Write out the portion of the passage about Robin Maugham word for word, starting at the words "Trained as a" and ending after "the new slavery.".

:: Document extract

Trained as a barrister, he served with distinction in World War II, and wrote a successful novella, The Servant, later filmed with Dirk Bogarde and James Fox. This was followed by over thirty books including novels, travelogues, plays and biographical works. In the House of Lords, he drew attention to human trafficking as the new slavery.
Maugham was the son of Frederic Maugham, 1st Viscount Maugham, and Helen Romer. Educated at Eton College and Trinity Hall, Cambridge, he was expected to follow his father and grandfather into the law. But although he qualified as a barrister, he realised that his real calling was to follow his uncle, W. Somerset Maugham as a writer. He also responded against his elite background, turning socialist as a reaction to the spread of fascism in 1930s Europe.
When the Second World War looked inevitable, he declined a commission in the Hussars and instead joined up as an ordinary trooper in the 4th County of London Yeomanry tank regiment bound for North Africa. Later, his commanding officer Brigadier Carr recorded in dispatches that Robin Maugham had saved the lives of perhaps 40 men by pulling them from destroyed tanks. At the Battle of Knightsbridge he sustained a severe head wound that resulted in blackouts, which he later joked made him perfect material for a job in intelligence.

::::
:: Material provided

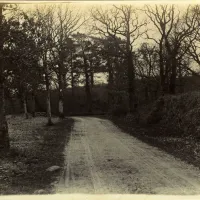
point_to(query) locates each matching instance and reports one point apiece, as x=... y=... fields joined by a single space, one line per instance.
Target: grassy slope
x=34 y=148
x=175 y=127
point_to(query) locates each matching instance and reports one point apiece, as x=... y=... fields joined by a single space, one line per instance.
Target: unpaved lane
x=102 y=159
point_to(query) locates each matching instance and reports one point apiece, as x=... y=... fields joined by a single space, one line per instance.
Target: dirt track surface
x=101 y=159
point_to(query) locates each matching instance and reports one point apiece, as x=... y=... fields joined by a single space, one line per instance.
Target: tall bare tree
x=173 y=28
x=122 y=21
x=67 y=22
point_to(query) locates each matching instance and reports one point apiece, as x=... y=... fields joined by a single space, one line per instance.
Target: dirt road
x=101 y=159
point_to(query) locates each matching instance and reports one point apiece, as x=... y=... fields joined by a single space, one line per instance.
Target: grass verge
x=34 y=148
x=184 y=148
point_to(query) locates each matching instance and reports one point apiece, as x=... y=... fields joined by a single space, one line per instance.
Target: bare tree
x=122 y=21
x=67 y=21
x=4 y=139
x=44 y=17
x=173 y=30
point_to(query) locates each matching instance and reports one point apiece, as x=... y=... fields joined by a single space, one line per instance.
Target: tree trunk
x=172 y=84
x=87 y=87
x=61 y=93
x=92 y=78
x=72 y=76
x=48 y=97
x=131 y=84
x=25 y=106
x=4 y=137
x=110 y=83
x=33 y=104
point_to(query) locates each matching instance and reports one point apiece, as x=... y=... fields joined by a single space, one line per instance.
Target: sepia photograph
x=100 y=98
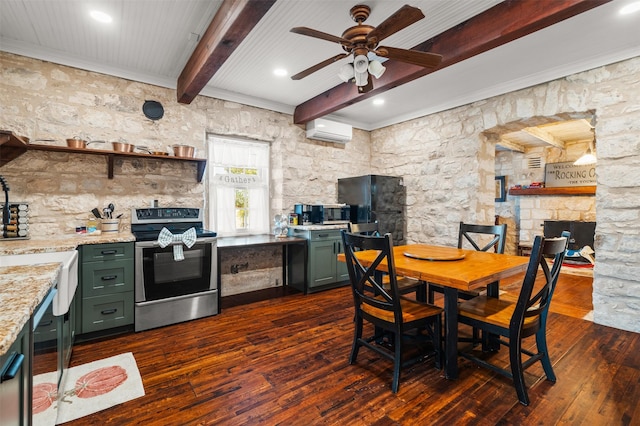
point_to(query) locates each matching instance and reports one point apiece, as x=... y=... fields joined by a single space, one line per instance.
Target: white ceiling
x=151 y=40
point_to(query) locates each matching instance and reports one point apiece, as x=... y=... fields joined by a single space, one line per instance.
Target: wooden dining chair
x=405 y=284
x=407 y=320
x=523 y=318
x=480 y=238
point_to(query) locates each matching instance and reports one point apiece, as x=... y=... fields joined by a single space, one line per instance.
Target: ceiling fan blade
x=368 y=87
x=319 y=34
x=316 y=67
x=415 y=57
x=403 y=17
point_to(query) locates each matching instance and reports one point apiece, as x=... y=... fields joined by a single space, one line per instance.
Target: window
x=238 y=186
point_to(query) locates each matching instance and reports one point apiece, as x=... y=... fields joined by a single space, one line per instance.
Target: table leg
x=451 y=332
x=490 y=341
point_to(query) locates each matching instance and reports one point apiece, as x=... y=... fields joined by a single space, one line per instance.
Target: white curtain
x=226 y=153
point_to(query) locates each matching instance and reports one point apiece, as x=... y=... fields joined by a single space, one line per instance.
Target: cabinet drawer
x=104 y=312
x=99 y=279
x=103 y=252
x=47 y=329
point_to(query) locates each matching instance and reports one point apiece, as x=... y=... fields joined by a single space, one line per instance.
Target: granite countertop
x=318 y=227
x=22 y=288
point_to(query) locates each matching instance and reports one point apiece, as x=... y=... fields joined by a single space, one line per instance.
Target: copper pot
x=76 y=142
x=183 y=151
x=122 y=146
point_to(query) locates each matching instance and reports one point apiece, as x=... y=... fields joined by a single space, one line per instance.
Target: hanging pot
x=186 y=151
x=122 y=146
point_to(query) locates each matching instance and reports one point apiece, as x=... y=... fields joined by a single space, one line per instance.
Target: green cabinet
x=106 y=274
x=15 y=385
x=323 y=271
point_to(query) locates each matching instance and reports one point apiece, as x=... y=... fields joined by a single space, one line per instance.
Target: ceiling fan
x=362 y=39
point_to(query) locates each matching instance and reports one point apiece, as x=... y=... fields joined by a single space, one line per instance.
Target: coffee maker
x=304 y=213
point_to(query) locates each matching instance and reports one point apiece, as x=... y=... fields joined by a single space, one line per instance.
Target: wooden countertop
x=22 y=288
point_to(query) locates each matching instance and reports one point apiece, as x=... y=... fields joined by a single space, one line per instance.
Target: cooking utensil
x=183 y=151
x=122 y=146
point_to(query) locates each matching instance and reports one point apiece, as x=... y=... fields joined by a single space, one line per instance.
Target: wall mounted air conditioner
x=330 y=131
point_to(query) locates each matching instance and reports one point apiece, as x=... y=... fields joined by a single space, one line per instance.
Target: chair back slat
x=366 y=282
x=474 y=234
x=370 y=228
x=544 y=251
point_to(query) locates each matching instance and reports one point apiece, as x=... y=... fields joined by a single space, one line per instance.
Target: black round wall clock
x=153 y=110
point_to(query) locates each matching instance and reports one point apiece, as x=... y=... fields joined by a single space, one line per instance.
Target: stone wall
x=526 y=214
x=41 y=100
x=450 y=174
x=447 y=165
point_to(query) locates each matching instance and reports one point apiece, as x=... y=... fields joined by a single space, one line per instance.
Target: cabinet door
x=15 y=391
x=322 y=263
x=342 y=273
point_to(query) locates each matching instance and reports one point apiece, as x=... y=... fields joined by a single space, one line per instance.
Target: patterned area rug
x=88 y=388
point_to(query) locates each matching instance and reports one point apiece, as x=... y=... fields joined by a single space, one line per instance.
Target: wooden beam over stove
x=499 y=25
x=232 y=23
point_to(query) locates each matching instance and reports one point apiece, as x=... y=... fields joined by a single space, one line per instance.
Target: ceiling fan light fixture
x=362 y=78
x=376 y=69
x=360 y=64
x=346 y=73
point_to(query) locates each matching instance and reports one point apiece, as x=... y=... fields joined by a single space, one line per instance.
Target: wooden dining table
x=454 y=269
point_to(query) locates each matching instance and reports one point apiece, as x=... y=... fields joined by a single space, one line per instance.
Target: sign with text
x=568 y=174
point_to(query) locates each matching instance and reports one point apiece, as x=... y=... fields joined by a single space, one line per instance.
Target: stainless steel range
x=175 y=267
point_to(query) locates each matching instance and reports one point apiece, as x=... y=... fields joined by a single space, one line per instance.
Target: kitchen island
x=22 y=288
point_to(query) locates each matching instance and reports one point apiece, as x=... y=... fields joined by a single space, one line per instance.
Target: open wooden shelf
x=13 y=146
x=560 y=190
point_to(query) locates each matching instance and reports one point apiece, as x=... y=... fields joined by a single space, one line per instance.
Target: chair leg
x=430 y=294
x=357 y=335
x=515 y=358
x=437 y=341
x=397 y=362
x=541 y=343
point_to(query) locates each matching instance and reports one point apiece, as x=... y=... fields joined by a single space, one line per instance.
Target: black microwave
x=330 y=214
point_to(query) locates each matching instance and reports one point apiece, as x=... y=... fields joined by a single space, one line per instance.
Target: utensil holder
x=110 y=225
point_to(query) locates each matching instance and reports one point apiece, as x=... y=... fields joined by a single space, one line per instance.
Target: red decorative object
x=100 y=381
x=43 y=396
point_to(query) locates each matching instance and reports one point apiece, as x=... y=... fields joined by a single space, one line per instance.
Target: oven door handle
x=14 y=366
x=203 y=240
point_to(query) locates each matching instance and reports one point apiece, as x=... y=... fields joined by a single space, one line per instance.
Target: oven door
x=159 y=276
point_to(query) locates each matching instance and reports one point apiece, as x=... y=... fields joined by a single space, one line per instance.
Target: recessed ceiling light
x=630 y=8
x=100 y=16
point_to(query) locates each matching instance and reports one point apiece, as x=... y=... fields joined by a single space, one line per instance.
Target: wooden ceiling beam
x=232 y=23
x=499 y=25
x=544 y=136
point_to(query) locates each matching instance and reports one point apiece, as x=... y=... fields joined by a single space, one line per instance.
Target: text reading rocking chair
x=387 y=309
x=521 y=319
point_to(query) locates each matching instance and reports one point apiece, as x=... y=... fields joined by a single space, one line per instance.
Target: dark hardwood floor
x=283 y=361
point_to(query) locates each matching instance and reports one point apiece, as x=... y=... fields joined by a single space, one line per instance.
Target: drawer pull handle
x=14 y=368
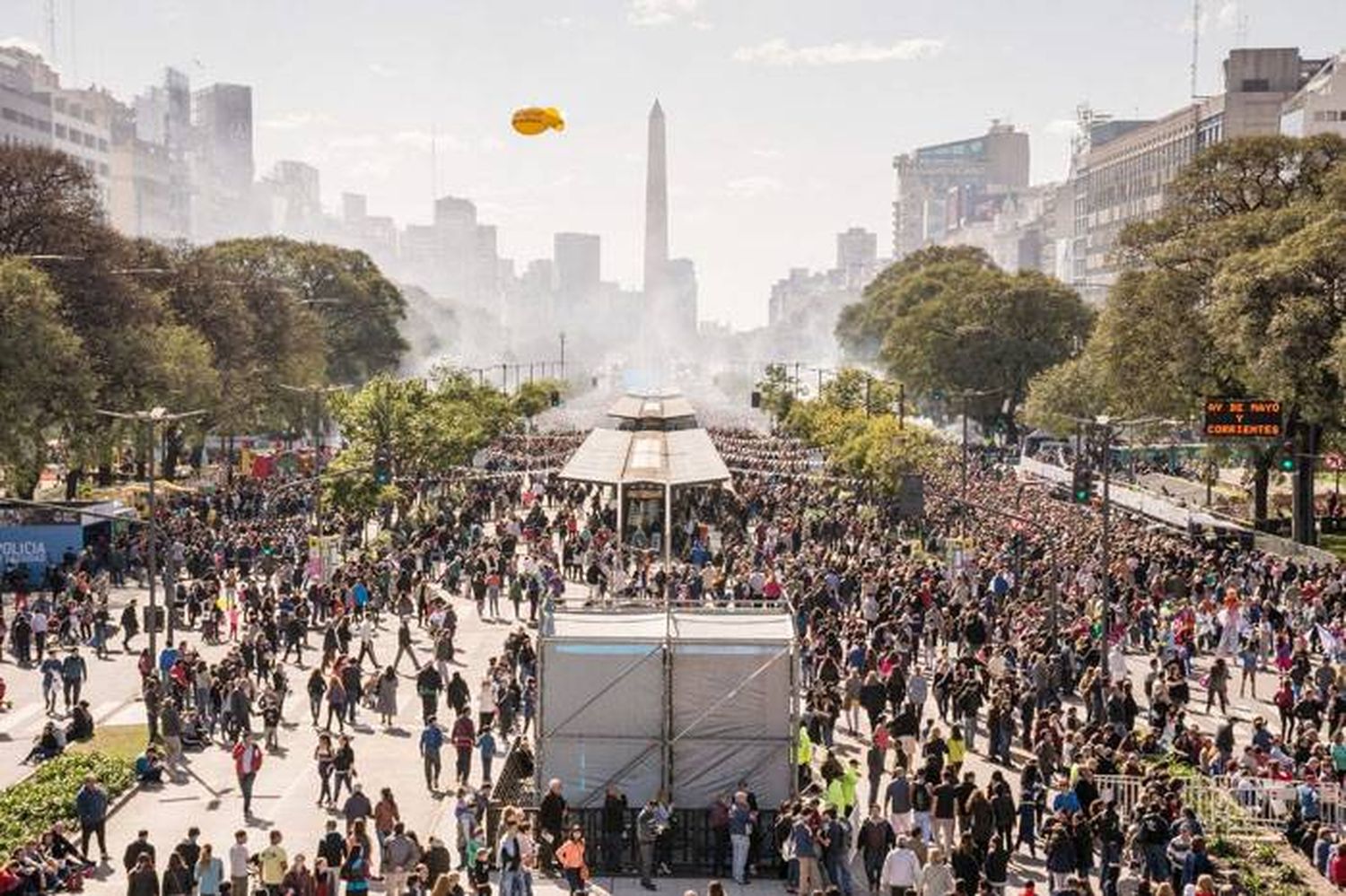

::::

Response below:
Trained as a barrister, he served with distinction in World War II, and wrote a successful novella, The Servant, later filmed with Dirk Bogarde and James Fox. This was followed by over thirty books including novels, travelogues, plays and biographical works. In the House of Lords, he drew attention to human trafficking as the new slavery.